QUOTED PASSAGE —

Why the “Nones” Are Growing

USA Today has a story on recent Pew Forum survey that shows that 48% of Americans are “Protestant,” 22% Roman, and 20% are slotted under “none,” and 6% under “other” (the greater share of which one guesses is Islam, which is gaining a strong foothold in major American cities and even in smaller, more rural areas).

Reader of Nathan Hatch’s monumental work on 19th-century American religion, The Democratization of American Christianity, however, will not be much surprised to see that religious disaffiliation continues. See also James Turner, Without God, Without Creed: The Origins of Unbelief in America (Baltimore: The Johns Hopkins University Press, 1985) for an account of what happened to Christianity in America at the end of the 19th century. There is a connection between the story that Hatch tells and the story that Turner tells and what we’re seeing today.

Anyone who has planted a church in the last 25 years has probably read literature advising one not to advertise the church’s denominational affiliation. Why? Because Americans, since the early 19th century, have tended to distrust institutions, including denominations. They don’t want to think that their congregation is accountable to other churches “out there” and especially not to a hierarchy. Thus, Presbyterian and Reformed congregations have taken to calling themselves “community” churches in order to create a favorable impression upon independent-minded Americans.

How should confessional Reformed folk navigate such a world? Some have been tempted to give up the struggle and simply adopt the Revivalist model. Arguably the Emergent/-ing movements are an attempt to adapt but those movements have now become obviously institutionalized as mall-like churches now apply emergent looking names to themselves. Others are react by imitating Anglicanism or Catholicism . There is another way. I tried to sketch such an approach in the essay on “Sister” Aimee in Always Reformed: Essays in Honor of W. Robert Godfrey. It’s now available as an inexpensive e-book. See also Recovering the Reformed Confession and D. G. Hart’s, The Lost Soul of American Protestantism.

Subscribe to the Heidelblog today!


  1. I say call your church what it is and be proud of it. Obviously you chose the church because it is the most biblical of the choices. This reminds me of something Trueman recently said about creeds and confessions which tie directly to this clever and dishonest homogeneity of calling everything community or bible church.

    “Christians are not divided between those who have creeds and confessions and those who do not; rather, they are divided between those who have public creeds and confessions which are written down and exist as public documents, subject to public scrutiny, evaluation, and critique; and those who have private creeds and confessions which are often improvised, unwritten, and thus not open to public scrutiny, not susceptible to evaluation and, crucially and ironically, not subject to testing by scripture to see whether they are true or not.” – Carl Trueman

    That model of plain wrap church naming can only work if the church is so bland and boneless jellyfish-like and a-doctrinal, but nobody is. Everyone has a system of doctrine and just about every system of doctrine is a part of a denomination of association identified with it. It’s a luring bait and switch tactic to say otherwise.

PROVIDED DATA —
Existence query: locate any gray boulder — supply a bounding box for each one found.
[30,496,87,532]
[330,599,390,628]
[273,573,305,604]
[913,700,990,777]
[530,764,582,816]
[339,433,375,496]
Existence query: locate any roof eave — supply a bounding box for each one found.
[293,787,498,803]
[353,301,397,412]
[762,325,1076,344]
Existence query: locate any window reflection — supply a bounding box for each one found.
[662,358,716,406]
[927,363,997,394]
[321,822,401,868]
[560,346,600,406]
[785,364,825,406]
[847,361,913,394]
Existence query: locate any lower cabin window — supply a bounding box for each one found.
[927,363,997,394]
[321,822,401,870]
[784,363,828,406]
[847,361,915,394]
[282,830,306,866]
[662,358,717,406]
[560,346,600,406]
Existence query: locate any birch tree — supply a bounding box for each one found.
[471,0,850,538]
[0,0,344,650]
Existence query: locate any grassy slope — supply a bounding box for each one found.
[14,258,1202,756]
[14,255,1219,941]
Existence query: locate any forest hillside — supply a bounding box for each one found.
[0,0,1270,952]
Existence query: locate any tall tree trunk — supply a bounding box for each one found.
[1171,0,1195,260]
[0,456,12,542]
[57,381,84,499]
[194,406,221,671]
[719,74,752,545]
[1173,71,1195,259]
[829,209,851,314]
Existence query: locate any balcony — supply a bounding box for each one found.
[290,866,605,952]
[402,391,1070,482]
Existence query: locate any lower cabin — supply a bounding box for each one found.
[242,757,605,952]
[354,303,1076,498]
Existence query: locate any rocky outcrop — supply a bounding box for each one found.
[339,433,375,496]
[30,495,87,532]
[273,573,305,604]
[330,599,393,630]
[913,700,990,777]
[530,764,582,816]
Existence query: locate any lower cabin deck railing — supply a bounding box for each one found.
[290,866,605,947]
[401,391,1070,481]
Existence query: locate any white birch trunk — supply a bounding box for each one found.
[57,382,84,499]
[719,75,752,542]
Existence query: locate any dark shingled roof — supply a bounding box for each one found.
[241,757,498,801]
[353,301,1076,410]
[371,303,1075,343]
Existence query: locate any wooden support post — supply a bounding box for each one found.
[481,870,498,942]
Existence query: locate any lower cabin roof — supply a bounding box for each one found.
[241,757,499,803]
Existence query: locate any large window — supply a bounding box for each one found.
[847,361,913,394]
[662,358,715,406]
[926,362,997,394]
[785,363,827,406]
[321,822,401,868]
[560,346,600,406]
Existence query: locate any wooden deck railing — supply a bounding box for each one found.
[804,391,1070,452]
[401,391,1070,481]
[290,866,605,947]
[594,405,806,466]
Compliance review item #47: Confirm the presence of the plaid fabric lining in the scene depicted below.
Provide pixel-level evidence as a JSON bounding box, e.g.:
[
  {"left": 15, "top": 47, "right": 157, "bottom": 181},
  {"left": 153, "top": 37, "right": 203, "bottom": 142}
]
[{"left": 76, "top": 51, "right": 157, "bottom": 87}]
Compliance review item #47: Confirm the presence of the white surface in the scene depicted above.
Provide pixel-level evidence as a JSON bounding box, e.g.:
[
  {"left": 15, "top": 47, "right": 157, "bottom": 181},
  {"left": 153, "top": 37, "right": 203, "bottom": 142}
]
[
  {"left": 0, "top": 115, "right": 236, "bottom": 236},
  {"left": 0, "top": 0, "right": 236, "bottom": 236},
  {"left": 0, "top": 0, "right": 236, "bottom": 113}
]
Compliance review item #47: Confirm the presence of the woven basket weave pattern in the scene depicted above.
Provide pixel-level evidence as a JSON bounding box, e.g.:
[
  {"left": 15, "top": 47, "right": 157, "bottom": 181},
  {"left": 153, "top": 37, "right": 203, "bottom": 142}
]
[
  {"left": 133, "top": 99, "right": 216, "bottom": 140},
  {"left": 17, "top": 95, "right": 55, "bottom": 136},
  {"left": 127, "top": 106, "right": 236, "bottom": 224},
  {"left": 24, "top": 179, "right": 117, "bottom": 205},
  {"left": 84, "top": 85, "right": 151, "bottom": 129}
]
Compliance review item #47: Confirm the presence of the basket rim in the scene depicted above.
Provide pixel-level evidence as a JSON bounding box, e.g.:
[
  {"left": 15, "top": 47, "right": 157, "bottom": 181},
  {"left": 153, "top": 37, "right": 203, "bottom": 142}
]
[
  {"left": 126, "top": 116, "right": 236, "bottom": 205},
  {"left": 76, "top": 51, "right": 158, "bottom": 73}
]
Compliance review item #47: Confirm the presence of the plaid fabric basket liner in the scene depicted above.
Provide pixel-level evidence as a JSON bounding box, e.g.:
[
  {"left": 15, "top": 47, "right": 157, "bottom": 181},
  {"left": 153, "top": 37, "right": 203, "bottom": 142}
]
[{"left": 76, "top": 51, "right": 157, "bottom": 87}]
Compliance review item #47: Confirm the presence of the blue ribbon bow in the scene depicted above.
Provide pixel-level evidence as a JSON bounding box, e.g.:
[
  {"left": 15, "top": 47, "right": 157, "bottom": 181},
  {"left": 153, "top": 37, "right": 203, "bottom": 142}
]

WRITTEN EXERCISE 1 — Rewrite the records as a Markdown table with columns headed "Number" and "Content", starting with the line containing "Existence query: locate any birch" and going on through the line containing "[14,255,1219,941]". Give one row per line and leave out any blank lines.
WRITTEN EXERCISE 2 — Extend the blog post on the growing number of religious "nones" from the point where it stops.

REPLY 1 —
| Number | Content |
|---|---|
| 1 | Existence query: locate any birch tree — supply a bounding box for each one found. |
| 2 | [471,0,850,538] |
| 3 | [0,0,344,650] |
| 4 | Existence query: locate any grassy slope — supply a bounding box for each one found. |
| 5 | [14,258,1202,756] |
| 6 | [14,255,1219,941] |

REPLY 2 —
  2. Was it Warfield who said that “there is no such thing as a Christian in the abstract”?

    I do have to say that it is quite amusing to hear folks in “nondenominational” churches–especially those that are planted by and still to some degree overseen by the the main church/group–explain how they are nondenominational but still part of a group of churches. Truth is, “nondenom” churches are often more sectarian, institutional, and authoritarian than those who just admit that they are in a denomination.

    I think the writers Scott cites are correct about the anti-institutional and anti-heirarchical democracy-and-autonomy-above-all attitude of most Americans, but it is also worth remembering that words take on new, dominant connotations as they continue to be used over long periods of time in a culture, and those connotations work powerfully on our minds in ways we are often not (fully at least) aware of.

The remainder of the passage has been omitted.